__Quoted passage__.

________

Tense week amid Coronavirus
By Malkhaz Matsaberidze
Tuesday, March 17Political-economic effect of Covid-19.
As the number of Covid-19 cases increases, people asking for ethanol and masks in pharmacies aren’t receiving any.
Along with the coronavirus, Georgian media often mentions the US-funded Lugar laboratory, the only establishment in Georgia capable of identifying the virus. For several years, local pro-Russian and Russian forces were doing their utmost to discredit the laboratory, spreading rumors that it was working on a biological weapon.
Experts are constantly working on calculating economic harm caused by the Coronavirus. Damage to the tourism sector is significant, with the number of tourists decreasing in Georgia as well as all around the world; 90 % of the bookings for March and April have been canceled. Canceled flights to Iran and China will cost Georgia roughly 11.5 million dollars a month.
The damage concerns every field of economics, including the food industry, which is significantly dependent on imports and price increases in the construction sector, which receives cheap materials from China.
The inflation rate remains high, with the pandemic affecting billionaire Bidzina Ivanishvili’s wealth, which in a week ( February23th- March 1st), decreased by 180 million dollars (from 5,55 billiard to 5,37).
However, the pandemic might also benefit Ivanishvili and his government with regard to the protest of the United Opposition planned for April 4th. The rally hasn’t been postponed yet, but if the virus keeps spreading, it may be delayed. Whether it be postponed or not, people might avoid going to the rally due to the fear.

________

__Dataset content__.
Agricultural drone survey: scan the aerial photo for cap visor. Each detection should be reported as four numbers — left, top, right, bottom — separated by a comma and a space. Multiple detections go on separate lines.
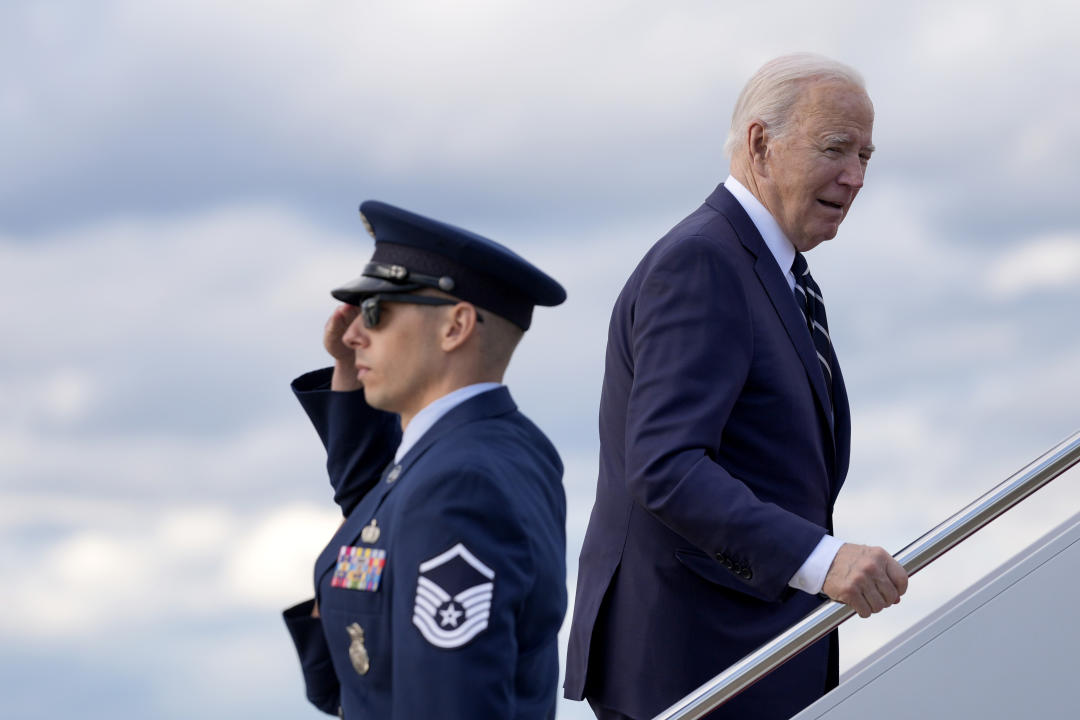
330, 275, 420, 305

________

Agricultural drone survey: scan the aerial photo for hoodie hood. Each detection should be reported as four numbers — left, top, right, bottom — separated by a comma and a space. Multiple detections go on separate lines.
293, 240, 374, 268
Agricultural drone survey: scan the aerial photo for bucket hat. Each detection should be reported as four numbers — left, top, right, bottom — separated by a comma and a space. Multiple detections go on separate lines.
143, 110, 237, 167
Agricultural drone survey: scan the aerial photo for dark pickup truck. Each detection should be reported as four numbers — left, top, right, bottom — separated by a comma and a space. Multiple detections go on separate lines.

________

__Problem description__.
Extract from the coronavirus article the passage between "As the number" and "dollars a month.", inclusive. The records have nothing to do with the article on the coronavirus in Georgia.

__Response area__.
As the number of Covid-19 cases increases, people asking for ethanol and masks in pharmacies aren’t receiving any.
Along with the coronavirus, Georgian media often mentions the US-funded Lugar laboratory, the only establishment in Georgia capable of identifying the virus. For several years, local pro-Russian and Russian forces were doing their utmost to discredit the laboratory, spreading rumors that it was working on a biological weapon.
Experts are constantly working on calculating economic harm caused by the Coronavirus. Damage to the tourism sector is significant, with the number of tourists decreasing in Georgia as well as all around the world; 90 % of the bookings for March and April have been canceled. Canceled flights to Iran and China will cost Georgia roughly 11.5 million dollars a month.